** Opening Reading passage block **
Hindu nationalist historians see this as heretical, he writes: “For many in the right-wing the idea that they came to India from elsewhere is unacceptable because it would dethrone Sanskrit and the Vedas as the singular and fundamental source of Indian culture, as it would mean that the mighty Harappan civilisation that has left an indelible impression on Indian history and culture would have preceded their arrival.”
He also underlines the fact that the aim of Muslim invaders was to seize treasures and undermine the political authority of local rulers – rather than destroy temples per se. Muslim rulers were presented as destructive and despotic by the British to justify their own violent corporate coup and to present themselves as benevolent rulers.
It was the governor of Bombay, Mountstuart Elphinstone, “who pressed for reforms declaring Divide et impure”, which led to the divide and rule policy and the eventual partition of the subcontinent.
After being given the cold shoulder by the earlier Mughal rulers, it was Emperor Jahangir who gave in to the tempting offer of the East India Company of making him the “lord of the seas”. Muslim pilgrims travelling to Mecca for Haj had to earlier rely on the Portuguese, who issued them passports, and stamped it with idolatrous images. If Jahangir gave them the permit, this would change, he was promised.
What the readers will find especially fascinating are the asides, the little-known historical facts, which are usually omitted in conventional history books. These include the story of the invention of chess in the Gupta period. A four-player war game called chaturanga, a Sanskrit word meaning “four limbs”, had evolved, by the seventh century, into a two-player game recognisable as today’s chess. The Kohinoor diamond, when it was gifted to Queen Victoria, was worth two-and-a-half days of food for the whole world. The East India Company, which shut down in 1874, was relaunched in 2010 as a luxury foodstuff brand in London. The French physician Francois Bernier upon seeing the Taj Mahal in 1648 was adamant that it was much more deserving to be counted as one of the wonders of the world than the pyramids of Egypt.
** Closing Reading passage block **
** Opening Input data block **
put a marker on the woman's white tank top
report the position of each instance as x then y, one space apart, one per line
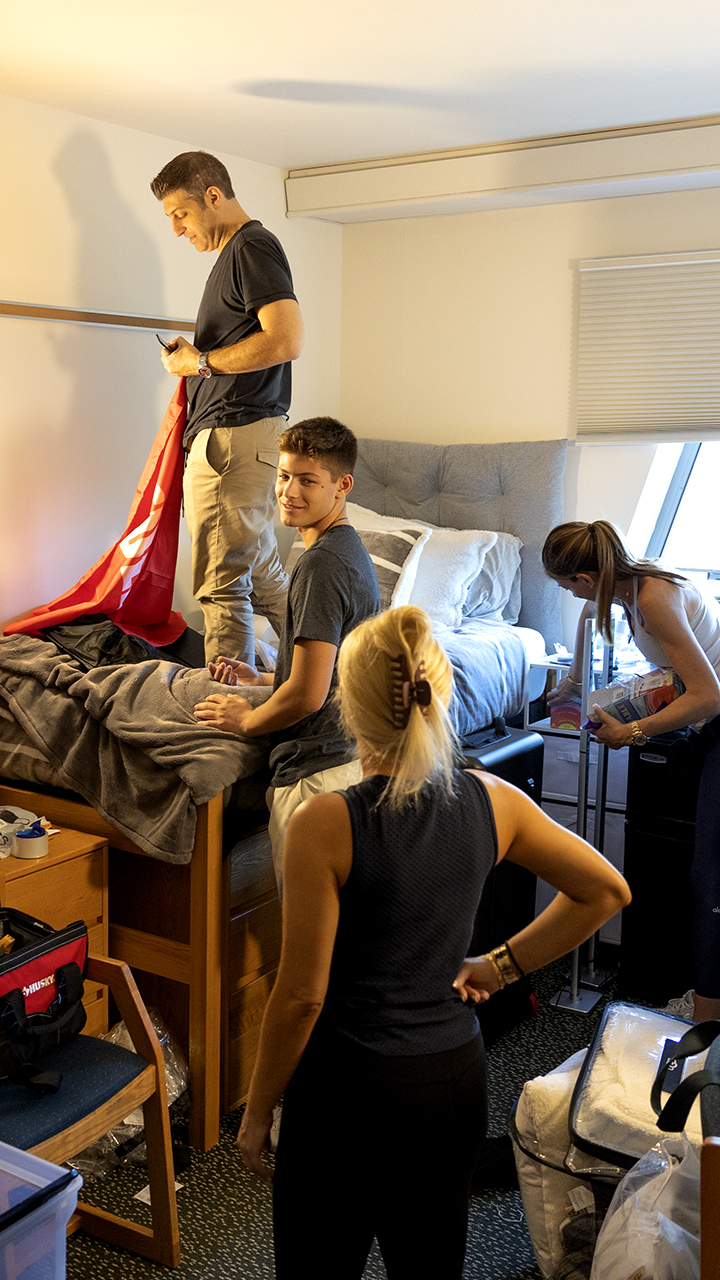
705 625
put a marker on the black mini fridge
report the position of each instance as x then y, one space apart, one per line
657 926
509 896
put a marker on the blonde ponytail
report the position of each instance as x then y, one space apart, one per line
395 682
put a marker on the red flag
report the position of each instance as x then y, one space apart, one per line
132 583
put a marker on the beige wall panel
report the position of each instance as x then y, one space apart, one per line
461 328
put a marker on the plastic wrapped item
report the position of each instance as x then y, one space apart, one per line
611 1116
541 1139
652 1226
124 1141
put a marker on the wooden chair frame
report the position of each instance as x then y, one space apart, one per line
159 1243
195 963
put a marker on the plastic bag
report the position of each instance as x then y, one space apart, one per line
126 1139
652 1226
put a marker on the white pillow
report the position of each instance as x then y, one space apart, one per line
496 592
460 572
396 562
450 565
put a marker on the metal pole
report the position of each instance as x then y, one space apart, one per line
575 999
592 974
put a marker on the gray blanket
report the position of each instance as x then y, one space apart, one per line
124 739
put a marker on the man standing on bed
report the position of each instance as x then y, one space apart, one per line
238 384
333 586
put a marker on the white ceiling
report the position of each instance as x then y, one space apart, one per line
301 82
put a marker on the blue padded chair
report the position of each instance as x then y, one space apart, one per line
103 1084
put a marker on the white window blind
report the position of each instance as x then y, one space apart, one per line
648 357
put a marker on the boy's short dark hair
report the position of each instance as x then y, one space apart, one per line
192 172
326 439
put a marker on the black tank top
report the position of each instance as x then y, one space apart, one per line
406 918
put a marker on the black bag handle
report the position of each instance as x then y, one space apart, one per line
673 1116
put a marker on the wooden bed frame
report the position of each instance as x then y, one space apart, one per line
203 941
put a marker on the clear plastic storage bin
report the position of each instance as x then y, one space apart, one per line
36 1202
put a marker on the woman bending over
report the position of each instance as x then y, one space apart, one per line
674 626
370 1029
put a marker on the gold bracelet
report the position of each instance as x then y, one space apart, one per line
492 961
505 965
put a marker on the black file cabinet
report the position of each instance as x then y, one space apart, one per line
657 926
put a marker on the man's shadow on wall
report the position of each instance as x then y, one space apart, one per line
95 451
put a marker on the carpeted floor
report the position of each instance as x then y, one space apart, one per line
224 1212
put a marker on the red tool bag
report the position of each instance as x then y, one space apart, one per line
41 988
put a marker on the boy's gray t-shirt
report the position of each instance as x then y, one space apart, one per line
332 588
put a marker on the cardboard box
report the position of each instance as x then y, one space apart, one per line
637 696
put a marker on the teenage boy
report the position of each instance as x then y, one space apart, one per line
332 588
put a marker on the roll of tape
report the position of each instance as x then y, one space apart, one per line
30 844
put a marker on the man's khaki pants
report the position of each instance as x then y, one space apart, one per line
228 493
282 803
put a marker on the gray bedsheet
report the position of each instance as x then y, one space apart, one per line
124 739
490 672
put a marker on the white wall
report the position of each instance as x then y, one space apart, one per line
463 328
81 405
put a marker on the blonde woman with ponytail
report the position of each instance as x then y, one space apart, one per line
674 626
370 1031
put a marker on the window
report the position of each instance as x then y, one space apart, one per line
678 515
648 347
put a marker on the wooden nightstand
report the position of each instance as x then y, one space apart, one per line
71 883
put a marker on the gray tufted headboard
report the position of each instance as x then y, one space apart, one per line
513 488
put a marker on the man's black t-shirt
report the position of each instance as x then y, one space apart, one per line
332 588
250 273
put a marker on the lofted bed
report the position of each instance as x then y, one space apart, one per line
194 908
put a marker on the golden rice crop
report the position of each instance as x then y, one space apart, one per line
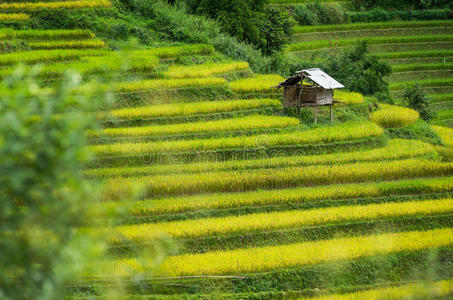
126 87
279 220
244 123
270 258
41 35
445 133
237 181
343 132
259 83
46 56
396 149
176 51
204 70
425 290
284 196
93 65
191 108
391 116
348 97
14 17
33 6
81 44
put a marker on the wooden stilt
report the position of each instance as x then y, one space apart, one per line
331 115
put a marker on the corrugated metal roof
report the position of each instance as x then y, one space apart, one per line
322 79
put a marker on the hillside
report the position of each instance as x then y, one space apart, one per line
259 203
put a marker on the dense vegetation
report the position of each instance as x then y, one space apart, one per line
175 161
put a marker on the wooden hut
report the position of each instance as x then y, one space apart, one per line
317 91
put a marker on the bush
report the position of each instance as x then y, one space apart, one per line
356 68
43 194
415 98
248 20
402 4
378 14
304 16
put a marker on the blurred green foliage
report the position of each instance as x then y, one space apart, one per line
43 195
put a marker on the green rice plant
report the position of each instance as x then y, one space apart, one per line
261 259
136 86
445 133
373 25
301 46
92 65
81 44
421 67
235 124
396 149
34 6
291 196
46 56
204 70
259 83
238 181
190 108
46 35
277 220
348 97
394 86
435 98
343 132
391 116
424 290
176 51
14 17
410 54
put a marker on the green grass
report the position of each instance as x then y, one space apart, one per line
409 54
46 56
271 221
237 181
343 132
372 41
424 83
421 67
235 124
261 259
396 149
281 197
46 35
189 109
372 25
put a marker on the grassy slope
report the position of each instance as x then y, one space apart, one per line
265 212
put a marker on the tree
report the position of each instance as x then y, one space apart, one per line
248 20
358 70
415 97
43 195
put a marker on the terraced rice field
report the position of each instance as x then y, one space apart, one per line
418 51
257 203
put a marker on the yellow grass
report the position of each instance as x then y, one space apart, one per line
235 124
259 83
391 116
271 258
204 70
279 220
425 290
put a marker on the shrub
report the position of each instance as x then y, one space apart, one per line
43 195
328 13
304 16
415 98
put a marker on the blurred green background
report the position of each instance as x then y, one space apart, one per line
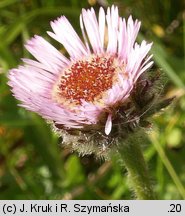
33 164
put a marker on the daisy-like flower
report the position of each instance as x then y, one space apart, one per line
90 91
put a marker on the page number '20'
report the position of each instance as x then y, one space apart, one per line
175 208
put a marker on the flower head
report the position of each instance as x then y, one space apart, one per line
90 90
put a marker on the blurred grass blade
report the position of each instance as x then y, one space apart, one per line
161 61
168 165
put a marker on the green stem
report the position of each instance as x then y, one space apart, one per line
133 159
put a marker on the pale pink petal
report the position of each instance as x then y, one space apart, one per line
108 125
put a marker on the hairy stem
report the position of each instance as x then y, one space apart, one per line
133 159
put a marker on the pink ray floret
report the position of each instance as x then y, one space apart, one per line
54 86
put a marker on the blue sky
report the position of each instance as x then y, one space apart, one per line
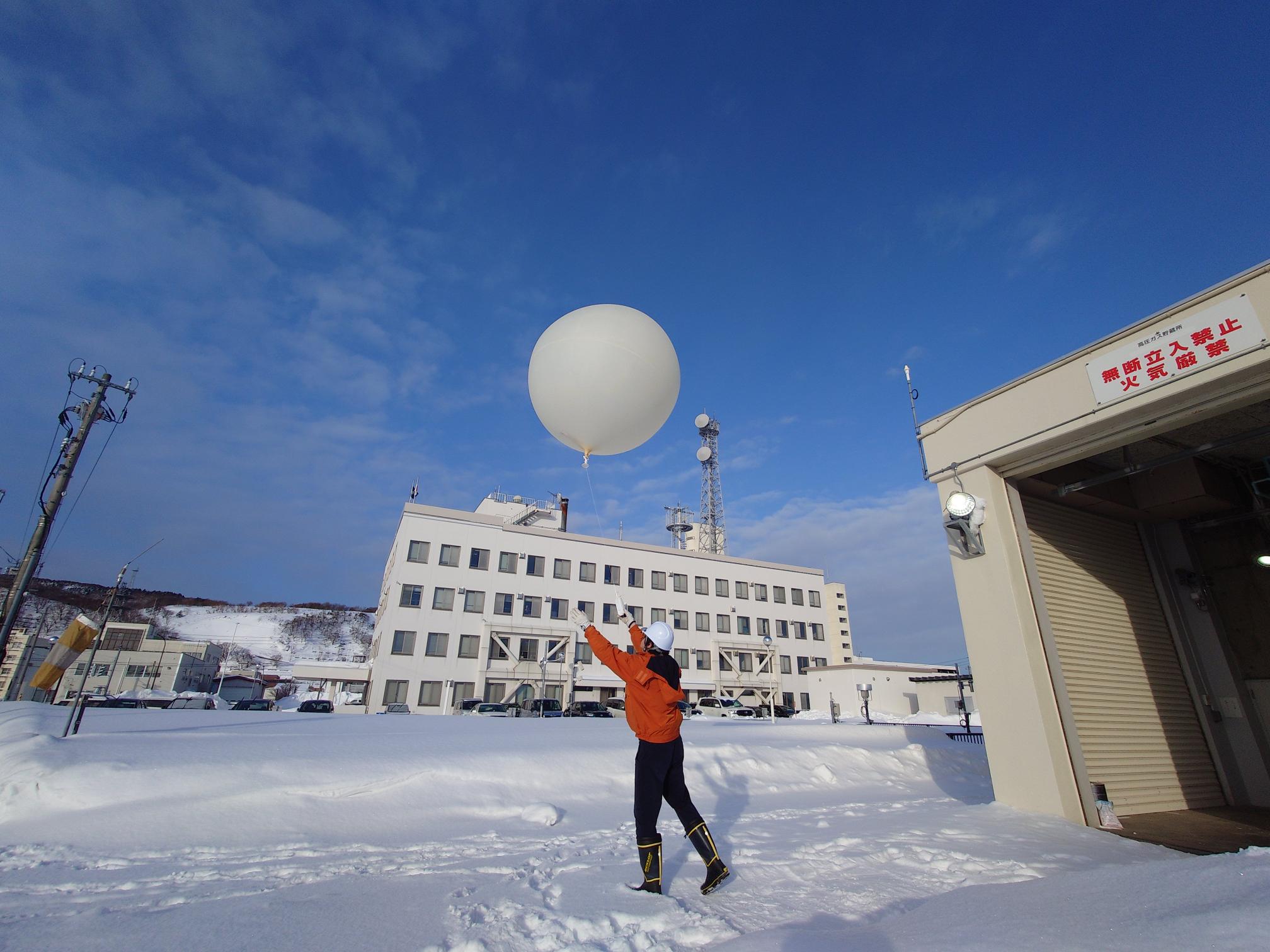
326 236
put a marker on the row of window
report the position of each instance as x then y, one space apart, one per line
532 606
526 649
563 569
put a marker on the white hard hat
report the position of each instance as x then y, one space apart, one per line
661 635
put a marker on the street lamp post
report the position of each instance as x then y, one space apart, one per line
771 674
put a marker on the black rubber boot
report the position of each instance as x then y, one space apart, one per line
716 870
651 863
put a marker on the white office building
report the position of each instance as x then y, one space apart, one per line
477 604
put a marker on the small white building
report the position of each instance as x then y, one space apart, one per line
477 604
897 688
130 659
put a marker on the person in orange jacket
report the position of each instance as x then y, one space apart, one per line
653 697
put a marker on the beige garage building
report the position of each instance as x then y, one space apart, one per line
1114 606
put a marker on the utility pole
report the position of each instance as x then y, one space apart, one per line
89 413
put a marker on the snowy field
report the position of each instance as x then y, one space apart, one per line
215 829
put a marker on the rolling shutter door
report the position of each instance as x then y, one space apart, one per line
1133 711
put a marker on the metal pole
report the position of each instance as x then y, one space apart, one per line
77 706
49 511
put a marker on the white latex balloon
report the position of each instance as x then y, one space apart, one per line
604 378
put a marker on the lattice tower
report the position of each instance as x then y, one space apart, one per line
712 537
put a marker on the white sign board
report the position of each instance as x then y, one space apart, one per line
1176 348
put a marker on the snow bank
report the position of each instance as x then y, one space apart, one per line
347 830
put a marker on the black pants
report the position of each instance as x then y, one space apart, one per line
660 773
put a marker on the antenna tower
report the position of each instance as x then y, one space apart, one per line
678 521
711 538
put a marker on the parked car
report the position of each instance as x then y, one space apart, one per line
587 708
724 707
255 703
192 703
541 707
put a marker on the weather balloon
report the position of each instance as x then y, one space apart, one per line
604 378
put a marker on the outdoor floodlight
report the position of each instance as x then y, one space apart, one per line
963 518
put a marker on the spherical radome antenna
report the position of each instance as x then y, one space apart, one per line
604 378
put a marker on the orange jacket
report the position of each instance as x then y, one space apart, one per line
651 701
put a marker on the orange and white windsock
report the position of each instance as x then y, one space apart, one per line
76 638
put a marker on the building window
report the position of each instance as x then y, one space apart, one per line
394 692
430 693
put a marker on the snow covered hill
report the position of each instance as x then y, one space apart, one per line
174 829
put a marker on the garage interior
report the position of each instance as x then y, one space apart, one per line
1155 609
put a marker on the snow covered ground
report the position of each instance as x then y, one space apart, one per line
205 829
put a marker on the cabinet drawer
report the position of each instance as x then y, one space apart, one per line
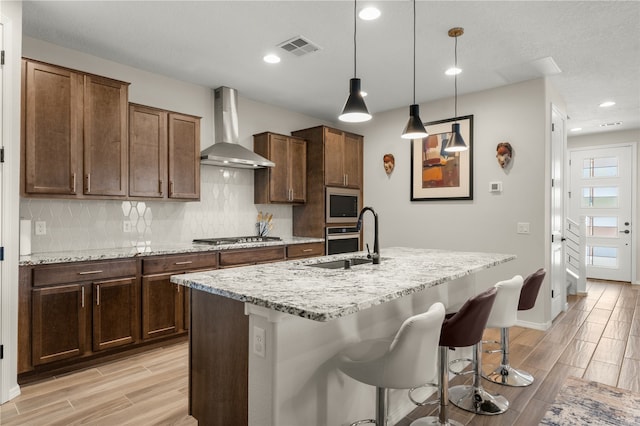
91 271
180 262
251 257
305 250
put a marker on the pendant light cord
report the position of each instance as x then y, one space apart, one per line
355 44
414 52
455 79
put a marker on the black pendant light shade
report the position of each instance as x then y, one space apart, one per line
414 128
355 110
456 141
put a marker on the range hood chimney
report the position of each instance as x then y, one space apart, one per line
227 151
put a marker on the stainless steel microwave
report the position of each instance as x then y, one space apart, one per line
342 205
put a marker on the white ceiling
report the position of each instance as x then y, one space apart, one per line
595 44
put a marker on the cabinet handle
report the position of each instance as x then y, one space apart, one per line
90 272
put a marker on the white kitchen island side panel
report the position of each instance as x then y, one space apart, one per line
298 383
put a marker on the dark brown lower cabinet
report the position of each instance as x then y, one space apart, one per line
59 323
114 313
162 306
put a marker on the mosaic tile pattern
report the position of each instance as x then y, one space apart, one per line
225 208
582 402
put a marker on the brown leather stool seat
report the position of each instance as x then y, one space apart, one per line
463 328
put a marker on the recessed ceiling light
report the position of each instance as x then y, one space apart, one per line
617 123
271 59
453 71
369 13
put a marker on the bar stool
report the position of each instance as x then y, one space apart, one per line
475 398
505 374
399 362
460 329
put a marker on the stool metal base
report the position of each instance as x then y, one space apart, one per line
507 375
477 400
433 420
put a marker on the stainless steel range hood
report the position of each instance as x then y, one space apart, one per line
227 151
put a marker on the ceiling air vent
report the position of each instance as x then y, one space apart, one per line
299 46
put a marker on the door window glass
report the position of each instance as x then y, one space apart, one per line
599 197
602 257
602 226
600 167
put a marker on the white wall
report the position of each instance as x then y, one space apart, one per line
11 18
517 114
226 207
614 138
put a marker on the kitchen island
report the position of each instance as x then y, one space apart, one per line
263 338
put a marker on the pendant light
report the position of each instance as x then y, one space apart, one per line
414 128
456 142
354 110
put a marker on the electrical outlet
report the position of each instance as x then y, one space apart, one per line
259 344
41 227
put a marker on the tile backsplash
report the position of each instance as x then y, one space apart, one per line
225 208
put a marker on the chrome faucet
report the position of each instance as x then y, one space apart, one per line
376 244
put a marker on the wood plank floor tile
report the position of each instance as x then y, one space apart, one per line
630 375
610 350
602 372
578 353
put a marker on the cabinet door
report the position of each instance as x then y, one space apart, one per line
333 157
353 160
115 313
184 157
147 152
105 136
58 321
298 170
53 129
279 181
161 306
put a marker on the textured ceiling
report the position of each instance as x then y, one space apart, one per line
595 44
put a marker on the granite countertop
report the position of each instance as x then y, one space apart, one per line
323 294
159 249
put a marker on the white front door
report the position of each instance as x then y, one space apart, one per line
557 274
601 192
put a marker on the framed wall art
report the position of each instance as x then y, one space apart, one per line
437 174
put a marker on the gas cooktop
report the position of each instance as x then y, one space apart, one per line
234 240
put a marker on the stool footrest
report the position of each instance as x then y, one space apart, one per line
507 375
425 402
456 361
364 422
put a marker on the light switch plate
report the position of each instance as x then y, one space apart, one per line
523 228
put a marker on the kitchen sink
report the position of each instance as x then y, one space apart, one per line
341 264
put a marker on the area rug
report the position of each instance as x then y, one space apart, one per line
582 402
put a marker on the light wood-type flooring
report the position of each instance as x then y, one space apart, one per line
598 338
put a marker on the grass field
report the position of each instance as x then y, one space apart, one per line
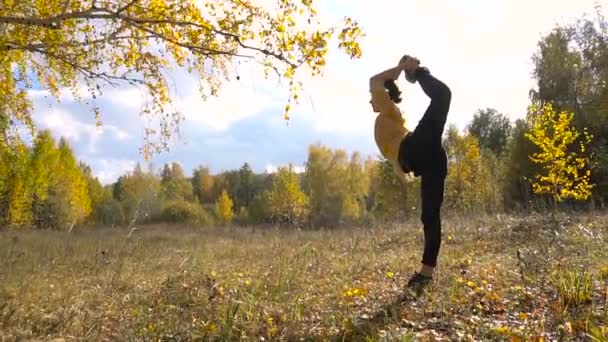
500 278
** Closing Input data block **
> Tasks to carry out
a - In the passage on Indian history, what did the East India Company become when it was relaunched in 2010?
b - Continue the passage on Indian history, starting after its final sentence.

> Set of answers
a - It became a luxury foodstuff brand in London.

b -
Zubrzycki specialises in South Asia, in particular India, and his grasp of the country’s current political landscape is on the mark. In the last chapter, he sums up the BJP’s intentions of righting the wrongs of the past - histories and school curriculums are being rewritten, and critics of the party, both domestic and foreign, are firmly in its sights.
He is candid in his critique of India, once touted as a role model for the world. Its political, social, and religious tensions are, he believes, now damaging its reputation of being a secular and democratic country.
Yet, he is hopeful. “If India’s billion-plus citizens are given the chance to achieve their full potential, its greatest moments are yet to come,” he offers.
Zubrzycki is best known for The House of Jaipur: The Inside Story of India’s Most Glamorous Royal Family, Empire of Enchantment: The Story of Indian Magic, Jadoowallahs, Jugglers and Jinns: A Magical History of India, and The Last Nizam: An Indian Prince in the Australian Outback.
The Shortest History of India has been published in India, the UK, and the US with translations into multiple languages. I recommend it highly to anyone trying to understand India’s colossal and chaotic history, its linguistic and cultural frameworks, its extremes of wealth and poverty, and its clutter of religions and rituals.
Lamat R Hasan is an independent journalist. She lives in New Delhi.